Saved data entries
+ + +
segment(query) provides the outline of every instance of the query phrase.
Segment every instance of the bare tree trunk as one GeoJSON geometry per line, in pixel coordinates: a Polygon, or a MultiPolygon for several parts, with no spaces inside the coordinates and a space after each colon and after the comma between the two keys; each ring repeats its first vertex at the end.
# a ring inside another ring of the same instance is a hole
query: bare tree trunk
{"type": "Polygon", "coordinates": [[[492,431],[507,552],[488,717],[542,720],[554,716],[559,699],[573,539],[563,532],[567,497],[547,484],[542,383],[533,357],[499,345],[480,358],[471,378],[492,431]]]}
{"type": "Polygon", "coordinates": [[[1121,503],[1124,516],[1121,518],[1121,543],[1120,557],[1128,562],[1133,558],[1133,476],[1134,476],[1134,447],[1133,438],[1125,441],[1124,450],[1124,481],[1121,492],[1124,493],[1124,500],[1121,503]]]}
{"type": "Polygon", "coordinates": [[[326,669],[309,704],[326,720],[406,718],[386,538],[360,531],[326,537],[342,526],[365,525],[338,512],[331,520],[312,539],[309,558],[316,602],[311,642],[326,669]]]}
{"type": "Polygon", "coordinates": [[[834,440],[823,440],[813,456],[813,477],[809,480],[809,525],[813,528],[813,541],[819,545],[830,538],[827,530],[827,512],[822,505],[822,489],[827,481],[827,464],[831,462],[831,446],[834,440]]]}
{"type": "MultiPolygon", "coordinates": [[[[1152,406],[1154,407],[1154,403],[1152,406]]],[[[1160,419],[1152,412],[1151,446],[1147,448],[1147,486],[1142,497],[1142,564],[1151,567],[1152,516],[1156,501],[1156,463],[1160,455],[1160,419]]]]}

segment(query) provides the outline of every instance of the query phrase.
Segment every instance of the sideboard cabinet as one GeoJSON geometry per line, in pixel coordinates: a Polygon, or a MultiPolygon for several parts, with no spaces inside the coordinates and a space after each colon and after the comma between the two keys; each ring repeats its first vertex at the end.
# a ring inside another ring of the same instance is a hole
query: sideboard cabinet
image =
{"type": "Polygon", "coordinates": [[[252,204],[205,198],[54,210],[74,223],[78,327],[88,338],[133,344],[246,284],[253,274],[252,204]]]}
+ + +
• _INSTRUCTIONS TO FOLLOW_
Every line above that holds the word "cabinet" should be copied out.

• _ANSWER TO THIS EXERCISE_
Segment every instance of the sideboard cabinet as one GeoJSON geometry per line, in pixel coordinates: a Polygon, or a MultiPolygon for several parts, with no spaces inside the coordinates and a space after each colon and after the comma between the two keys; each ring repeats its first vertex at the end.
query: sideboard cabinet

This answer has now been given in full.